* **Aim of the exercise**
Answer these from the passage below on John Lewis lying in state:
(a) Who photographed the double rainbow over the Capitol?
(b) How old was Lewis when he died, and what illness did he die of?
(c) At which church was his funeral held?

As the late Georgia congressman John Lewis laid in state at the U.S. Capitol Rotunda for one final night, a double rainbow appeared above the building.

WUSA9 reporter Mike Valerio managed to snap a photo of the twin rainbows that stretched across the top of the domed building where the beloved Civil Rights icon served for more than three decades.

"There's an EPIC double rainbow over the US Capitol and #JohnLewis right now, as he lies in state for 2 more hours..." Valerio wrote alongside the incredible photo on Twitter.

Lewis, the son of sharecroppers, died on July 17 after a six-month battle with pancreatic cancer. He was 80 years old.

The "conscience of Congress" arrived in DC on Monday following services in his hometown of Troy, Alabama, and a moving final crossing of the Edmund Pettus Bridge in Selma over the weekend.

Lewis' casket was escorted by a military honor guard to the center of the Capitol Rotunda, where he laid in state for two days. According to historians, he is the first Black lawmaker to lie in state at the US Capitol Rotunda. Thousands of mourners braved a record-breaking heat wave to pay their respects to the activist-turned politician known for making "good trouble"

Lewis arrived at the Georgia State Capitol on Wednesday, where he laid in repose until this morning, when he made his final journey to Ebenezer Baptist Church for a funeral attended by presidents Barack Obama, George Bush, Bill Clinton, and many of his colleagues from Congress.

* **Photo-based referring expression data**
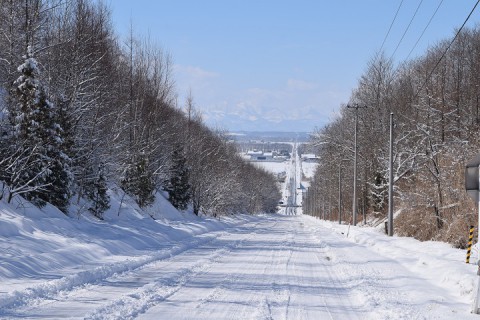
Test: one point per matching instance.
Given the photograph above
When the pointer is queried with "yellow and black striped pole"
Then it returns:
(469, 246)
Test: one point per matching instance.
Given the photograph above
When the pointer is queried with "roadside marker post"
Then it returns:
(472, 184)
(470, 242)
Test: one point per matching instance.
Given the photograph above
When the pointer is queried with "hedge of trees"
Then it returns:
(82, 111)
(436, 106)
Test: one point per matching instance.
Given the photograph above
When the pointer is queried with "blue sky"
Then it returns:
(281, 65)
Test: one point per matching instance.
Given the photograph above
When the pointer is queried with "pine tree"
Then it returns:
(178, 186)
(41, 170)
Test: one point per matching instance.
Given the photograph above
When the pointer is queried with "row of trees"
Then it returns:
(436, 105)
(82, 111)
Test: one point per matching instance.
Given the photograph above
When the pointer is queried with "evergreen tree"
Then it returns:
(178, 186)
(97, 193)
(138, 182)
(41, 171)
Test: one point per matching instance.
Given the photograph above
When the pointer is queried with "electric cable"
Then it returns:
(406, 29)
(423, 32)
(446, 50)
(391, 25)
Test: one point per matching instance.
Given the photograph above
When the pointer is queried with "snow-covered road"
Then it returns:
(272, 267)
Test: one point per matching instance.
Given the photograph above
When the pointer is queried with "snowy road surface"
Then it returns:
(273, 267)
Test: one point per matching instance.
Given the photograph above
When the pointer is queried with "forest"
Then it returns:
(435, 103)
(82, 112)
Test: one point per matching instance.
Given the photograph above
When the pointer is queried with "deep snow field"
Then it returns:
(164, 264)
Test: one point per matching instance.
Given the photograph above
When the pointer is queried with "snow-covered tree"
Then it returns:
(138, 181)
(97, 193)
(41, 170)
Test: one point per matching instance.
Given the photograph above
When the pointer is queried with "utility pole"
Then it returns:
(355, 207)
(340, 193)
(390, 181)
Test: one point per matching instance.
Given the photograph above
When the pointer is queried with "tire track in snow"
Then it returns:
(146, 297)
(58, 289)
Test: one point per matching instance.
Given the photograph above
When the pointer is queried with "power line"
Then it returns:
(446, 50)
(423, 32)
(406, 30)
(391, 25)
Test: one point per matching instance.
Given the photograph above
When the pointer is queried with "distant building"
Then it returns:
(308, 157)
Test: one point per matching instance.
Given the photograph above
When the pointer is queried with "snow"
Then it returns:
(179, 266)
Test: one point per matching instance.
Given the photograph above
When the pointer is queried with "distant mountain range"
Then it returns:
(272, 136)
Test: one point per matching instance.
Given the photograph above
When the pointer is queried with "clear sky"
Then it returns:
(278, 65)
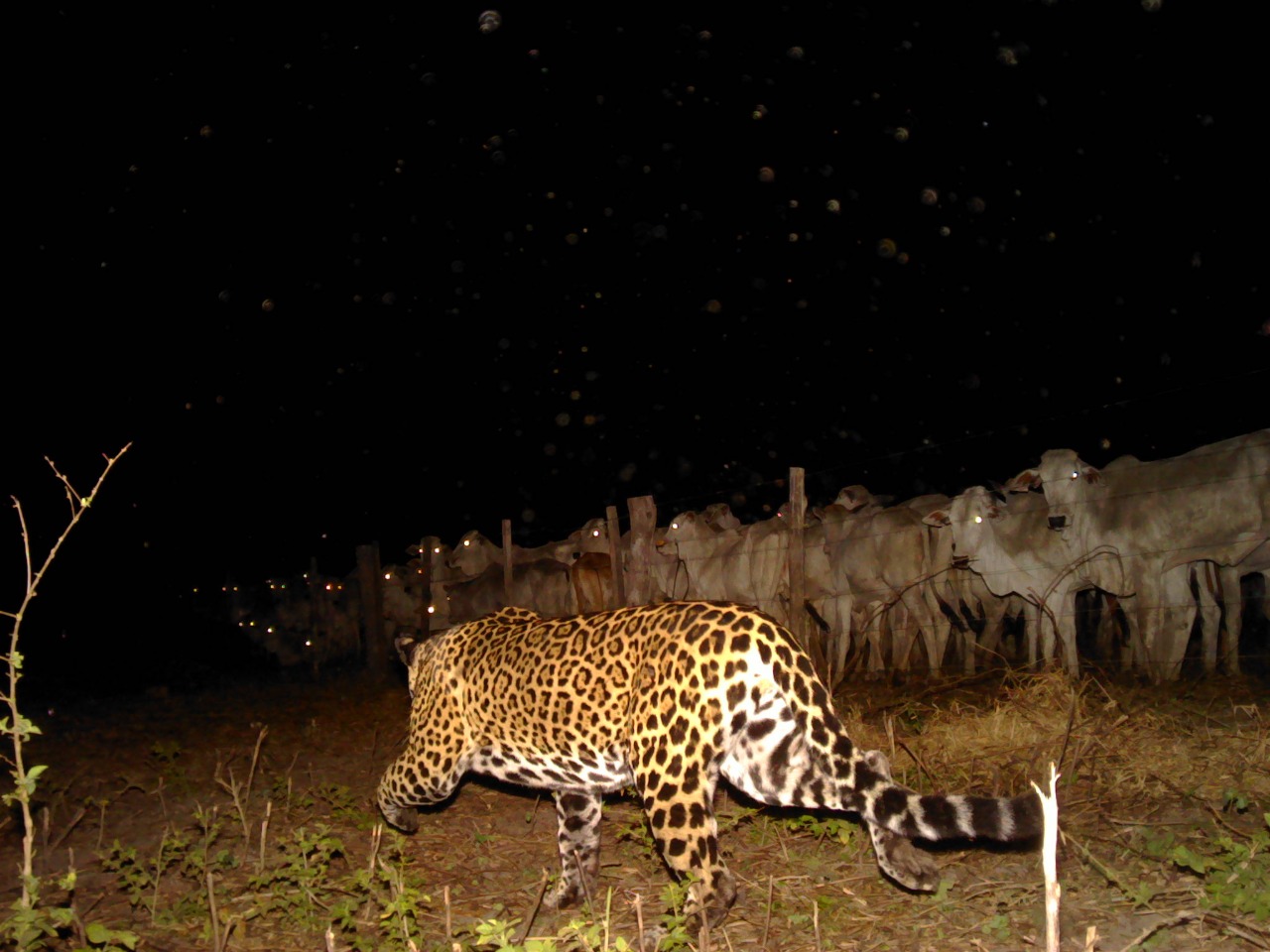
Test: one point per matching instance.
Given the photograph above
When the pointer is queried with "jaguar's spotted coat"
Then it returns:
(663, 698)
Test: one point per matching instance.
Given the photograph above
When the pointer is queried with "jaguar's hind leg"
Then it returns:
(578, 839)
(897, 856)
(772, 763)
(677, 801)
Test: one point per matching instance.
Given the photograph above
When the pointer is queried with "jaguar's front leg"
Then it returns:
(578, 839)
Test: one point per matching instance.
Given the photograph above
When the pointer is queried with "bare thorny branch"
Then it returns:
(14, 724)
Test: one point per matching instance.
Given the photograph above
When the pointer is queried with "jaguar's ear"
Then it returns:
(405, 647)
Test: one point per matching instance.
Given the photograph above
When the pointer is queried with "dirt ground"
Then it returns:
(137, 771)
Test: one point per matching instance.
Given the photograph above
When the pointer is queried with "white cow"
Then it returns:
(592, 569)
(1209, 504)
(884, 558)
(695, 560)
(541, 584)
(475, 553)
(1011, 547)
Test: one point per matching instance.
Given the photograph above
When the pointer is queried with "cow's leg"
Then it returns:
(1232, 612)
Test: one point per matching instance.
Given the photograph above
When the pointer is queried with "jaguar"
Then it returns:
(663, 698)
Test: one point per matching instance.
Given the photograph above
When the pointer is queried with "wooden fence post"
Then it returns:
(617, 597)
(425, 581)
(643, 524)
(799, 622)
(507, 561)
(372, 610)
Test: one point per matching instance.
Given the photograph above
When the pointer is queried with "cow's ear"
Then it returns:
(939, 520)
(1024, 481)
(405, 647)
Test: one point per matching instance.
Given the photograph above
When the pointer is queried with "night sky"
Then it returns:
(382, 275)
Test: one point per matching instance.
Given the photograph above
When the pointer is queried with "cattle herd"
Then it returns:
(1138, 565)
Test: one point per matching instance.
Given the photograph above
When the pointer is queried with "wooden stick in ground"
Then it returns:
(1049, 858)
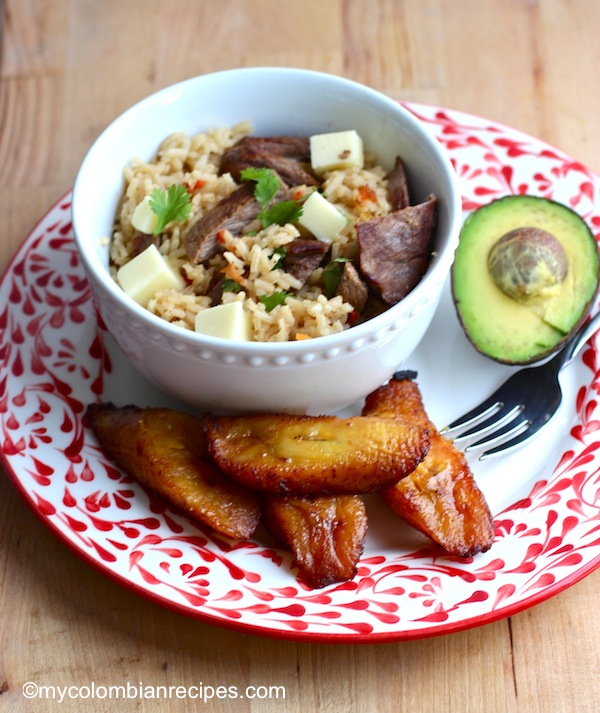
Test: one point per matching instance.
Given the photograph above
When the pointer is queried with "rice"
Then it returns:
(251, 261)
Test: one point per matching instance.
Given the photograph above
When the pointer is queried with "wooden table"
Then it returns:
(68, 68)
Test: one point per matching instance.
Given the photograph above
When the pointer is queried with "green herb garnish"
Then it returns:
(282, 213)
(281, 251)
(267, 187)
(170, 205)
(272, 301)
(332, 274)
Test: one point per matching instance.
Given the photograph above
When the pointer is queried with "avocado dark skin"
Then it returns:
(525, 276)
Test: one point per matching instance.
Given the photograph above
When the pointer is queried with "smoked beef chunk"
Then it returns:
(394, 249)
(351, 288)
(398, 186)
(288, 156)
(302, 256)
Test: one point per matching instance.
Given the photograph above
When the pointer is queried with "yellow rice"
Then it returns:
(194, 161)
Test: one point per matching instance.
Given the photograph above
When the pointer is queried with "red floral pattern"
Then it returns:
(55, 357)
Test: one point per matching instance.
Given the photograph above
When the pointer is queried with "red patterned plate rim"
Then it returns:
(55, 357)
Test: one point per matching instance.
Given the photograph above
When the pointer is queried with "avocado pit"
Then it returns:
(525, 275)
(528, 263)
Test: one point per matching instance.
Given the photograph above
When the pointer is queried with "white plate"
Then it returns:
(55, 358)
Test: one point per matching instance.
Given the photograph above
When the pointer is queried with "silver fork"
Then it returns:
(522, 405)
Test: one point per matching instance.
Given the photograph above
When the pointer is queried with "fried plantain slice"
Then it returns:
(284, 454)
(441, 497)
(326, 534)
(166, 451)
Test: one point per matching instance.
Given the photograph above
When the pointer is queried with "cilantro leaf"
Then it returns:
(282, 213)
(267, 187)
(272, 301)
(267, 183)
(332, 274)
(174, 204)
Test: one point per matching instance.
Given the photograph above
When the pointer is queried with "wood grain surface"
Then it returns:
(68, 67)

* **Output below**
(a) WUSA9 reporter Mike Valerio.
(b) He was 80 and died of pancreatic cancer.
(c) Ebenezer Baptist Church.